Rewrite the records below, starting at the line that has "Could you please point out the digital" and stopping after the line that has "(1083, 156)", with the requests left word for word. Multiply every coordinate in the answers by 2.05 and round each to a whole number, halves going up, but don't change the requests or the sample points in them.

* begin *

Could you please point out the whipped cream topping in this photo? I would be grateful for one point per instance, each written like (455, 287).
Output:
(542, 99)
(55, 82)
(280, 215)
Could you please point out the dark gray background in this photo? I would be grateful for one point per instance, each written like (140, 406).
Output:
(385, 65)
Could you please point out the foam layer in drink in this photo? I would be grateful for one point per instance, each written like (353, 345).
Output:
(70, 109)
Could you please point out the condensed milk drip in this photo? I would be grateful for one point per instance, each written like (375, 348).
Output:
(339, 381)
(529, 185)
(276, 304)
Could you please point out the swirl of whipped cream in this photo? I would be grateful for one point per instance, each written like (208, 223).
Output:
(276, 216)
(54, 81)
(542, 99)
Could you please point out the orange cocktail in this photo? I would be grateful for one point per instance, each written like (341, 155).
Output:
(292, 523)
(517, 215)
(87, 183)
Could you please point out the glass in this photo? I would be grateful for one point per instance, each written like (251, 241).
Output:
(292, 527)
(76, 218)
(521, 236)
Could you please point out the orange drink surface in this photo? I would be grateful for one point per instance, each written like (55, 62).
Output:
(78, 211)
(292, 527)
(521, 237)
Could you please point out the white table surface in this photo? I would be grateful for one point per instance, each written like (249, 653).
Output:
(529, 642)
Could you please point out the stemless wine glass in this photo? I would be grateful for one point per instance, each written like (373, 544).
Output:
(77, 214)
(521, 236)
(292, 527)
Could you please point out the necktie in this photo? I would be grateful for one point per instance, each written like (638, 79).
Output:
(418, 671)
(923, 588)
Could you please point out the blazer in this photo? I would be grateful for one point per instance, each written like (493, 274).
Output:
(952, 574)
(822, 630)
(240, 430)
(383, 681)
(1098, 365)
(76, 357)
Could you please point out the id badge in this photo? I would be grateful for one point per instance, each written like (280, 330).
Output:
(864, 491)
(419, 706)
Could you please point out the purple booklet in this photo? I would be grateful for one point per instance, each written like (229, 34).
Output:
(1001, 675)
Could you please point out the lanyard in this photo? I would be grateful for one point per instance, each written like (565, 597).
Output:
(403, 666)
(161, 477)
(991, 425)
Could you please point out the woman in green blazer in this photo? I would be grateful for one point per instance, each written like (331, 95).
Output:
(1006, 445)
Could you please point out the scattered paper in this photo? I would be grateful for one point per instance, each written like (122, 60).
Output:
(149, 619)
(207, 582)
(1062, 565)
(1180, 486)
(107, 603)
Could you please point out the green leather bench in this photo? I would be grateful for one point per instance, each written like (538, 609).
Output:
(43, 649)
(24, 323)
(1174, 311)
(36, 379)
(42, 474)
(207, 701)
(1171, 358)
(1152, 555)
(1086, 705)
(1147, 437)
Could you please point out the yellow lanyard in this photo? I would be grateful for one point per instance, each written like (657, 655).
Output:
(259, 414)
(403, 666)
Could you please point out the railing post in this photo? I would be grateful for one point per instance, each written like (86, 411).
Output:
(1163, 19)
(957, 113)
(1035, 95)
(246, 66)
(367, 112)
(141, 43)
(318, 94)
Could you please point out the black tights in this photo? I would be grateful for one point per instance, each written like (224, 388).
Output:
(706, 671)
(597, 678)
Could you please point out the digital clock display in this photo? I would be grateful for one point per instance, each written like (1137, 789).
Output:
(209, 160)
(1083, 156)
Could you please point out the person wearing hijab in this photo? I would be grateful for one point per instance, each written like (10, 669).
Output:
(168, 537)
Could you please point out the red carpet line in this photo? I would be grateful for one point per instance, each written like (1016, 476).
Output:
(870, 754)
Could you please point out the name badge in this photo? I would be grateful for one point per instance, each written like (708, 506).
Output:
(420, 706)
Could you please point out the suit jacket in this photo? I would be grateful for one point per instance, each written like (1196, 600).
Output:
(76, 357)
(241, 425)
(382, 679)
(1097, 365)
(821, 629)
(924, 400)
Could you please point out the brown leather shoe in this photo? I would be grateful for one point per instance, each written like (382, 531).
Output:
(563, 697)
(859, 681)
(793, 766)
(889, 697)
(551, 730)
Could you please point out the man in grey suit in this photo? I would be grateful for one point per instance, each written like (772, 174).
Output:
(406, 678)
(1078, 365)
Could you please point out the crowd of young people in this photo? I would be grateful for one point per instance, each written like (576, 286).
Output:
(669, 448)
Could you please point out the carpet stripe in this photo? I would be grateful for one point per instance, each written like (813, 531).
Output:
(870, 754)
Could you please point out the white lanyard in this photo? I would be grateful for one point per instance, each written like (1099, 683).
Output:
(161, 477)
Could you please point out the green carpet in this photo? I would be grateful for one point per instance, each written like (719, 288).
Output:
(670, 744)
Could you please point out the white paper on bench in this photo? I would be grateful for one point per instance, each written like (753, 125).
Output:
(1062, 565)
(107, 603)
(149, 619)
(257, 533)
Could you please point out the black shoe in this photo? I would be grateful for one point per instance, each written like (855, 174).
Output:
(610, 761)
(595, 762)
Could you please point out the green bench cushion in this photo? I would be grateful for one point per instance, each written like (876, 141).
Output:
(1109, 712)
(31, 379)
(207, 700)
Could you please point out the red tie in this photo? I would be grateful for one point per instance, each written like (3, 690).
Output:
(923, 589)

* end *

**Finished answer:**
Could you please point out the digital clock display in this photo? I would be grateful for one point per instance, each written like (1137, 789).
Output:
(428, 328)
(2220, 320)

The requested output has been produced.